:: EXCERPTED TEXT ::
The space bar has to expand at least over the positions A03 to A07. This implies that Japanese keyboards containing muhenkan, henkan, and the Katakana/Hiragana switch keys (the first one left, the other two right of the space bar) are not compliant to the standard if taken literally. This, however, is considered neglectable as the space bar has less importance in Japanese writing than in Latin or similar ones, as Japanese words usually are not separated by spaces.

Layouts which are designed for the Latin script must contain at least the 26 basic letters A…Z and a…z, the decimal digits 0…9, and the following characters contained in ISO 646: ! " % & ' * ( ) + , - . / : ; < = > ? _ and space.

The keys shown grey in the figure, all being function keys, constitute the left and right function zones, while all other keys constitute the alphanumeric zone. The reference grid position of any function key may vary according to the specifications listed below. Especially, on a keyboard with considerably more than 47 keys in the alphanumeric zone, the right function keys will get higher column numbers.

The symbols shown for the function keys are specified in ISO/IEC 9995-7. Letterings which are commonly used instead of the symbols are shown in their English version in parentheses.

The harmonized 48 graphic key keyboard arrangement 

Keyboards which comply to this narrower specification contain all the keys shown in white in the figure above, the key at C12 shown in yellow, and one of the two keys at E13 and B00 shown in red. The standard does not require this; it only says that keyboards complying to this narrower specification can be called such.

A key at E00 is not required, but when it is present on the keyboard, the positions E13 and B00 (shown in red) may have no key (e. g. the US layout with the Backspace or Delete key at E14 enlarged to E13 and the left Shift key at B99 enlarged to B00); but most international layouts having a key at E00 also have at least one key on E13 (with a narrow Backspace or Delete key on row E at E14, but a left Shift key at B99 enlarged to B00) or B00 (with a narrow left Shift key at B99, but a Backspace or Delete key at E14 enlarged to E13). Key at E00 may also be used to allocate a function key (notably the Escape key on compact keyboards), in which case a key will generally be present at E13 (on compact US layout), or B00, or both (on compact international layouts). Finally the key at E00 may also be used to place the digit 0 at start of the row instead of the more common location at E10, in which case there two positions E13 and B00 may be used to enlarge both the Backspace or Delete key at E14 to E13 and the left Shift Key at B99 to B00).

In fact, several layouts (e. g. the US layout), to allow a wider return key, have a key at D13 (shown in green) instead of C12 (shown in yellow). Thus, while they cannot be called “harmonized 48 graphic key keyboards” according to the standard, they still comply to the standard itself. ISO/IEC 9995-3:2010, in referring to the basic layout within its specific scope, does take a possible substitution of C12 by D13 into account.

:: YOUR TASK ::
Copy the keyboard layout text starting at the words "Layouts which are" and ending after "higher column numbers.", substituting "character zone" for every "alphanumeric zone".

Stored dataset items
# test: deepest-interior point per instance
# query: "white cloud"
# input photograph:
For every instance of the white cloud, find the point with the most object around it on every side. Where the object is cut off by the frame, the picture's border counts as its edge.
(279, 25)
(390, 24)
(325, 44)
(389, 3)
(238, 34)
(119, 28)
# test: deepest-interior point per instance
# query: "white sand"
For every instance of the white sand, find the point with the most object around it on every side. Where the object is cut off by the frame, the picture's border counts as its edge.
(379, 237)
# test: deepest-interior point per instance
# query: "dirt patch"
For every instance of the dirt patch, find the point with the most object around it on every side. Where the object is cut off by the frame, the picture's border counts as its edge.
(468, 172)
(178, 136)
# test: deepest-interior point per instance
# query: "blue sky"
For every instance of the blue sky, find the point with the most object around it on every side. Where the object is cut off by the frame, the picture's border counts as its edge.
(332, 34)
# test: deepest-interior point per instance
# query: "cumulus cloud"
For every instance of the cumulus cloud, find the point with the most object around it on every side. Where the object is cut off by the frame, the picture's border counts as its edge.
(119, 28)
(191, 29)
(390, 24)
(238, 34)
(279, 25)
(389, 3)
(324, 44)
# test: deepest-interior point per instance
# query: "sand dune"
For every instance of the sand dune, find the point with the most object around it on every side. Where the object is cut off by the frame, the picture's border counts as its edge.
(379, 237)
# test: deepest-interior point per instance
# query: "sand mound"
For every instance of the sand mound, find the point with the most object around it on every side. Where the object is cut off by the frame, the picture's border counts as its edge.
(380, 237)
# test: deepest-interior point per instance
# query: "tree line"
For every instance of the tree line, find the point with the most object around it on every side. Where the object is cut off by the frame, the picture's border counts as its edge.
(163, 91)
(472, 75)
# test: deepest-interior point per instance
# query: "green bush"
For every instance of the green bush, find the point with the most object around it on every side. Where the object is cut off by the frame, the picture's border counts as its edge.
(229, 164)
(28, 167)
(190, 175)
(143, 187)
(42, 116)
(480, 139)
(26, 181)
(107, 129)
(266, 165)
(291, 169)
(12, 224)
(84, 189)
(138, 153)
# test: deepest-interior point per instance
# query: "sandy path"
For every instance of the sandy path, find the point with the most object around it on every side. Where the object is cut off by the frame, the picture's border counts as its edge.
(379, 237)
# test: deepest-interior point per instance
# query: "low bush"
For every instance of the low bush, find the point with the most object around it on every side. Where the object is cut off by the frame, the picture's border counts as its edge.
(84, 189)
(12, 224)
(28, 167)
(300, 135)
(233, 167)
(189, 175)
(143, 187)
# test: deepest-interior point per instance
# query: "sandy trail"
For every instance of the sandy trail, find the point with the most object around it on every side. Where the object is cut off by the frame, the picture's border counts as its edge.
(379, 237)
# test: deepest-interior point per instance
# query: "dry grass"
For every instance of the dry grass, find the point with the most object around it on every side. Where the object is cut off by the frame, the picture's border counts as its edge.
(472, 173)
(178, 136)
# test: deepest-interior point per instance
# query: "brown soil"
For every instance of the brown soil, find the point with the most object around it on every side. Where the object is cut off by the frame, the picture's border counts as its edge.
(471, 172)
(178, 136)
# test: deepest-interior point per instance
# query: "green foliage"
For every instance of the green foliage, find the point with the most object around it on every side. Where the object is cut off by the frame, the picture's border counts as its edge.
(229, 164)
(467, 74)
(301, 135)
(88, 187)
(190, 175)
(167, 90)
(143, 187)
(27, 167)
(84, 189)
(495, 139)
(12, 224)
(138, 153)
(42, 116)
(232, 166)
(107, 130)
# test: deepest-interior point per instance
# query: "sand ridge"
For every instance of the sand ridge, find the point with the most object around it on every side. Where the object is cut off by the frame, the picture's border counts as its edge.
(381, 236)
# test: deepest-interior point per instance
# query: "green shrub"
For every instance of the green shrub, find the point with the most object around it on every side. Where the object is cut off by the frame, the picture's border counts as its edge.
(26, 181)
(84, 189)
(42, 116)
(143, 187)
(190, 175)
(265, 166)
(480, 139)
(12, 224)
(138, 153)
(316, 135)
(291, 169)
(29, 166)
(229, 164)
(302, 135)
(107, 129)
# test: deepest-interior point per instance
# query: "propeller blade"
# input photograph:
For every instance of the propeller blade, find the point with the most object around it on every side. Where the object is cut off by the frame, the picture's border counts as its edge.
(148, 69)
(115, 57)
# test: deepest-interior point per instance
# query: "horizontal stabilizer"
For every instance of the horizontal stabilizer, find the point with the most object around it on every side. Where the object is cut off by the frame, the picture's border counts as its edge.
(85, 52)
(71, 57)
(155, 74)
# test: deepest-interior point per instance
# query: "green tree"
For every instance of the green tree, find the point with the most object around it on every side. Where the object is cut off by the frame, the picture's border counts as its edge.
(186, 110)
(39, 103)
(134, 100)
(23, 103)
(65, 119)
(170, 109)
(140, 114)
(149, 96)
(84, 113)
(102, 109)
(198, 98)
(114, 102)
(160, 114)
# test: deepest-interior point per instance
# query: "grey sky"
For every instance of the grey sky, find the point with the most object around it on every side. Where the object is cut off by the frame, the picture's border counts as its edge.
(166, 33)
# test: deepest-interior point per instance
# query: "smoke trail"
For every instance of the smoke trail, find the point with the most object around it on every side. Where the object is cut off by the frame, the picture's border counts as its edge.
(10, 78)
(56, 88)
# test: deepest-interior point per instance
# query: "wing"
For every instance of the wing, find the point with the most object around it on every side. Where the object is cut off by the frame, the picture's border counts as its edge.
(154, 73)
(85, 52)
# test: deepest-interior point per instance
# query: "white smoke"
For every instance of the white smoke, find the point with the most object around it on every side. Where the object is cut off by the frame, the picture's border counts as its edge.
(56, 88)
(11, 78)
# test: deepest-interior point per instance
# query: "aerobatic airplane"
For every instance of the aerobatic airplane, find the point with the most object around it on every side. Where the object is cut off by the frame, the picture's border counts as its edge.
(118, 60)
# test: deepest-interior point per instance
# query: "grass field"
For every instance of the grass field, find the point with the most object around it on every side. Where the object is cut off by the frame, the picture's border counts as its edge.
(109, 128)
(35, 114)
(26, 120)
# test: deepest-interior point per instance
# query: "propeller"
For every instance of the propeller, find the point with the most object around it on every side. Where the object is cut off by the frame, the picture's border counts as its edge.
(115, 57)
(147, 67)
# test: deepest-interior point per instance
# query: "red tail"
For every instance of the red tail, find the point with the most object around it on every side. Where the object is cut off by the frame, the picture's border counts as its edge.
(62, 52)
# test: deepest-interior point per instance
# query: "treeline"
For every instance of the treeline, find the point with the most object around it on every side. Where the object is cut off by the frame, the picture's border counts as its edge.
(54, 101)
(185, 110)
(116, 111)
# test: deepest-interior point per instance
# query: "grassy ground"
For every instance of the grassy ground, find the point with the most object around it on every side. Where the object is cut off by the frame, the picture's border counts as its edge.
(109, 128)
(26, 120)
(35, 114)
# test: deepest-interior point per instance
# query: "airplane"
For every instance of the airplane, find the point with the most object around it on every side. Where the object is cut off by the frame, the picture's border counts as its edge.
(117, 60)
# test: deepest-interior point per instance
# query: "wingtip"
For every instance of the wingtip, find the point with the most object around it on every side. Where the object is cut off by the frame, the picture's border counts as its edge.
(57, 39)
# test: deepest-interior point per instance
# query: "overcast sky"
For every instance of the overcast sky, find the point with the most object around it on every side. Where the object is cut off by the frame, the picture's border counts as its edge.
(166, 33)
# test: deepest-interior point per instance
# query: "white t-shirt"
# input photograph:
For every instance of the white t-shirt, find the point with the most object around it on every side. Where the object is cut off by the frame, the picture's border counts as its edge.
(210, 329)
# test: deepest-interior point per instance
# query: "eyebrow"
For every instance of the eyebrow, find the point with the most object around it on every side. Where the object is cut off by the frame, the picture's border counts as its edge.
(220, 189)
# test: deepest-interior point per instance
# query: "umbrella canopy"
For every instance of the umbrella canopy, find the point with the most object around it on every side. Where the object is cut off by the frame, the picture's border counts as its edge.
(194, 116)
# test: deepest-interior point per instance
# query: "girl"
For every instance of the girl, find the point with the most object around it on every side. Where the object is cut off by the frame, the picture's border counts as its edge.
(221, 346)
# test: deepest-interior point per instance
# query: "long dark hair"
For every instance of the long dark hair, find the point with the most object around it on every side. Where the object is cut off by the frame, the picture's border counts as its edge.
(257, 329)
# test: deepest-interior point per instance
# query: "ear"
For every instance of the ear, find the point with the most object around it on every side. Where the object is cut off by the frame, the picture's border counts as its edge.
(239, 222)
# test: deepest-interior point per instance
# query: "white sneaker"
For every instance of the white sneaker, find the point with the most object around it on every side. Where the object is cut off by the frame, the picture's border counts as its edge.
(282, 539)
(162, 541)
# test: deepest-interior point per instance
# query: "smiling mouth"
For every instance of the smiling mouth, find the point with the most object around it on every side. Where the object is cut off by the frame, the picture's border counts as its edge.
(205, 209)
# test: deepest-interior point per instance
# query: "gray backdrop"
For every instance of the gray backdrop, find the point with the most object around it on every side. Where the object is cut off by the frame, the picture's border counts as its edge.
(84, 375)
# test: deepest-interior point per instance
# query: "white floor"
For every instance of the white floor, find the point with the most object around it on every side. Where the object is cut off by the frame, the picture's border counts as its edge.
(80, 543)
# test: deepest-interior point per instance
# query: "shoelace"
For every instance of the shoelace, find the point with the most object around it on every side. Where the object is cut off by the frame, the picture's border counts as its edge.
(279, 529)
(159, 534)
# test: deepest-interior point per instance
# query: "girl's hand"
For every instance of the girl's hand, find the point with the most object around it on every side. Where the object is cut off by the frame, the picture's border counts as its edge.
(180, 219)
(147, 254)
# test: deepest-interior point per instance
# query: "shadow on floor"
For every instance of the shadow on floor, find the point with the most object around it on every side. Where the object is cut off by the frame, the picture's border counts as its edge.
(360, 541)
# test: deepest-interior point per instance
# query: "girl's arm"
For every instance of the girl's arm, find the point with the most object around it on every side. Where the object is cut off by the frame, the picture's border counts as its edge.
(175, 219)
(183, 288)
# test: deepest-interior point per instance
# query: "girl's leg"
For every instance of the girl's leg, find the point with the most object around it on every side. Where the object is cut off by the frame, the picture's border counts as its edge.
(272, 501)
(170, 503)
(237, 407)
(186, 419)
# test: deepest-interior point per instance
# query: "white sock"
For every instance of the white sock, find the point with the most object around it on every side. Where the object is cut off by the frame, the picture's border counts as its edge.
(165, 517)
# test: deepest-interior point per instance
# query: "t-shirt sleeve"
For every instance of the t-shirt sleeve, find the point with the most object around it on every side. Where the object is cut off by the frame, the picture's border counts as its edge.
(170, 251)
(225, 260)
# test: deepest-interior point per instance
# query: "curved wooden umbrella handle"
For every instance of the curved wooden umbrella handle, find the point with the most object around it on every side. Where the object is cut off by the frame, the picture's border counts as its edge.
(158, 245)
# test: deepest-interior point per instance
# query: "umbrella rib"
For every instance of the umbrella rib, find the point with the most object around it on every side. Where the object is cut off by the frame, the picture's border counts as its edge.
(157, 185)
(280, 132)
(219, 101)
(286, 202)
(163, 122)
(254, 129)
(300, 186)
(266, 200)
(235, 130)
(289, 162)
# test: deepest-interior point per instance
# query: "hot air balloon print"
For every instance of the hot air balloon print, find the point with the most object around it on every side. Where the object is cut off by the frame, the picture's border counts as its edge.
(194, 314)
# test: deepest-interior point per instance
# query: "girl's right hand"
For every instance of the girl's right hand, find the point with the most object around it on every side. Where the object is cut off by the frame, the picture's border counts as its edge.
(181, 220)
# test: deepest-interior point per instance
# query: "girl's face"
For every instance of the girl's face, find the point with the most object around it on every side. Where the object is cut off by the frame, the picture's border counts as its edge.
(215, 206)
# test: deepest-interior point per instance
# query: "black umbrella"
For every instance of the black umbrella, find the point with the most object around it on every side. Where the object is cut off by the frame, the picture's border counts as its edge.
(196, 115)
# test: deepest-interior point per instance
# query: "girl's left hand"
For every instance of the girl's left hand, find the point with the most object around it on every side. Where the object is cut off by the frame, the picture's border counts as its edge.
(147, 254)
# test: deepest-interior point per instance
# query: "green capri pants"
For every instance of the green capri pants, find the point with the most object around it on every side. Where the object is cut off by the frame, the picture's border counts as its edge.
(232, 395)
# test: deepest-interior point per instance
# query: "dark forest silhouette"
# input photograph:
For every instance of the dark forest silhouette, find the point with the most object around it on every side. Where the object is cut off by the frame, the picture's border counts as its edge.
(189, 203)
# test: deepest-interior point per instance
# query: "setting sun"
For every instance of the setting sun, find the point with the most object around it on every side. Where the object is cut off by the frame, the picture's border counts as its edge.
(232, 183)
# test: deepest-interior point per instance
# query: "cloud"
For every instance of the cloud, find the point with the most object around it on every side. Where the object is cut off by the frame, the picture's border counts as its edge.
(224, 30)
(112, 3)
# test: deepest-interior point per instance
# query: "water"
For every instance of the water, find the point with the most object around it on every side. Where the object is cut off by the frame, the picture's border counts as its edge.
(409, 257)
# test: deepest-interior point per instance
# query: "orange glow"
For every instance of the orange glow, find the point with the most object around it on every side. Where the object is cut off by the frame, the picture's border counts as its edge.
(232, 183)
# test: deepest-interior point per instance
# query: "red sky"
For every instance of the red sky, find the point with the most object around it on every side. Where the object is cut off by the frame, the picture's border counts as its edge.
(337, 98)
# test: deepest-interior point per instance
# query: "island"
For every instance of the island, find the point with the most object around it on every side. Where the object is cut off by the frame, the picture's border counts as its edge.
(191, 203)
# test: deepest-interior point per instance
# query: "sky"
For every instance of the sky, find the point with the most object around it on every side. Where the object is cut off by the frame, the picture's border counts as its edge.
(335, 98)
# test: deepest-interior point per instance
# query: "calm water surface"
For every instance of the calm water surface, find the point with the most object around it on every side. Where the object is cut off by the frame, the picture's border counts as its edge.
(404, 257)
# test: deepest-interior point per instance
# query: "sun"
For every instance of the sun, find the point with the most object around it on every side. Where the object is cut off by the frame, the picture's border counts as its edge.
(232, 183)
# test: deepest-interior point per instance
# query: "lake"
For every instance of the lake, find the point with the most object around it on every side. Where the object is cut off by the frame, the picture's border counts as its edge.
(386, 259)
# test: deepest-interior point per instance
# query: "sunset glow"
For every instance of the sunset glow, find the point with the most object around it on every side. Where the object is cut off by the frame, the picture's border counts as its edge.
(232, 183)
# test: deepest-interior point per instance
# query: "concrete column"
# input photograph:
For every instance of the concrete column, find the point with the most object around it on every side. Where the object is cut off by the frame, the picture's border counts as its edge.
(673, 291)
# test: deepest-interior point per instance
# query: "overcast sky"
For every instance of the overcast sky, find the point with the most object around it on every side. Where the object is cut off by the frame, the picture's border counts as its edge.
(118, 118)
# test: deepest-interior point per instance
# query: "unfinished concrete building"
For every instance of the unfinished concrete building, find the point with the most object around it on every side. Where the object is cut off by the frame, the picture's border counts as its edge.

:: ANSWER TO THE PROBLEM ::
Layouts which are designed for the Latin script must contain at least the 26 basic letters A…Z and a…z, the decimal digits 0…9, and the following characters contained in ISO 646: ! " % & ' * ( ) + , - . / : ; < = > ? _ and space.

The keys shown grey in the figure, all being function keys, constitute the left and right function zones, while all other keys constitute the character zone. The reference grid position of any function key may vary according to the specifications listed below. Especially, on a keyboard with considerably more than 47 keys in the character zone, the right function keys will get higher column numbers.